DO THIS —
Reproduce in full, word for word, the article below about Wolves and the opening of floodlights.

Wolves: A Famous Name Up In Lights

Assisting With The Switch-On, Again And Again

A memorable addition to the Wolverhampton skyline.
A memorable addition to the Wolverhampton skyline.

Alongside several of the away friendlies and testimonials listed in the Wolves record books are games marked ‘OL’.

The fact that five of these matches were in 1953 casts some light – if you will pardon the pun – on what the abbreviation stands for. That was the year the original famous Molineux floodlights were installed.

Football was being illuminated for the first time and Wolves, as one of the country’s top teams, were understandably a big draw among rival clubs seeking a glamourous fixture to mark their own big switch-on.

In the months before the South Africans came to these parts to perform the same duty, Wolves won 4-1 at Bristol City, 4-2 at Bilston and 4-2 at Hednesford (against Albion) and also lost 3-1 at Hull in ‘OL’ or ‘opening of floodlights’ games.

SUPPLIED MATERIAL —
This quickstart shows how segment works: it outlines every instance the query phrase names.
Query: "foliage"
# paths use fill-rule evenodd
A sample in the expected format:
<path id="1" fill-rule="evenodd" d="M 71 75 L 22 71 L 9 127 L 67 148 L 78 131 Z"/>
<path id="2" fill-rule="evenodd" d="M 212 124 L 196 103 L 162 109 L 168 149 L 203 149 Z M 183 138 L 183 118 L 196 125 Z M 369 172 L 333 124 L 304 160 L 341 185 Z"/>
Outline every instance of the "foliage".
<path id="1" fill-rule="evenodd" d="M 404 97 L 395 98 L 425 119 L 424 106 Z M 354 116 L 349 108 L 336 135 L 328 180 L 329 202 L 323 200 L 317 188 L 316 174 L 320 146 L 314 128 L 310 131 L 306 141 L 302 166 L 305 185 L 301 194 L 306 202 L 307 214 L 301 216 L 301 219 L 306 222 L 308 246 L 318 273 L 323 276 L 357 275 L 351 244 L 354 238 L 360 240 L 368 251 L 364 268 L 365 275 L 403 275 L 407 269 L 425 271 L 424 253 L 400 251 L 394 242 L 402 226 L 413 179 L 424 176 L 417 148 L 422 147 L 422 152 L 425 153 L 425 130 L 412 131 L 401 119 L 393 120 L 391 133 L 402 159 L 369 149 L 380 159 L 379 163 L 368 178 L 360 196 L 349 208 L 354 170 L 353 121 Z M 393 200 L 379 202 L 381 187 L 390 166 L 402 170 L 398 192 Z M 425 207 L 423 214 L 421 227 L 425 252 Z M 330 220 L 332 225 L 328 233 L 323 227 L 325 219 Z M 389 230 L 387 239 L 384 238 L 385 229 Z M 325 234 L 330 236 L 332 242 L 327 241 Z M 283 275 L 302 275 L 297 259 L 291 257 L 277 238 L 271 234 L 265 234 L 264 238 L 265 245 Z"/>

COMPLETE ANSWER —
Wolves: A Famous Name Up In Lights

Assisting With The Switch-On, Again And Again

A memorable addition to the Wolverhampton skyline.
A memorable addition to the Wolverhampton skyline.

Alongside several of the away friendlies and testimonials listed in the Wolves record books are games marked ‘OL’.

The fact that five of these matches were in 1953 casts some light – if you will pardon the pun – on what the abbreviation stands for. That was the year the original famous Molineux floodlights were installed.

Football was being illuminated for the first time and Wolves, as one of the country’s top teams, were understandably a big draw among rival clubs seeking a glamourous fixture to mark their own big switch-on.

In the months before the South Africans came to these parts to perform the same duty, Wolves won 4-1 at Bristol City, 4-2 at Bilston and 4-2 at Hednesford (against Albion) and also lost 3-1 at Hull in ‘OL’ or ‘opening of floodlights’ games.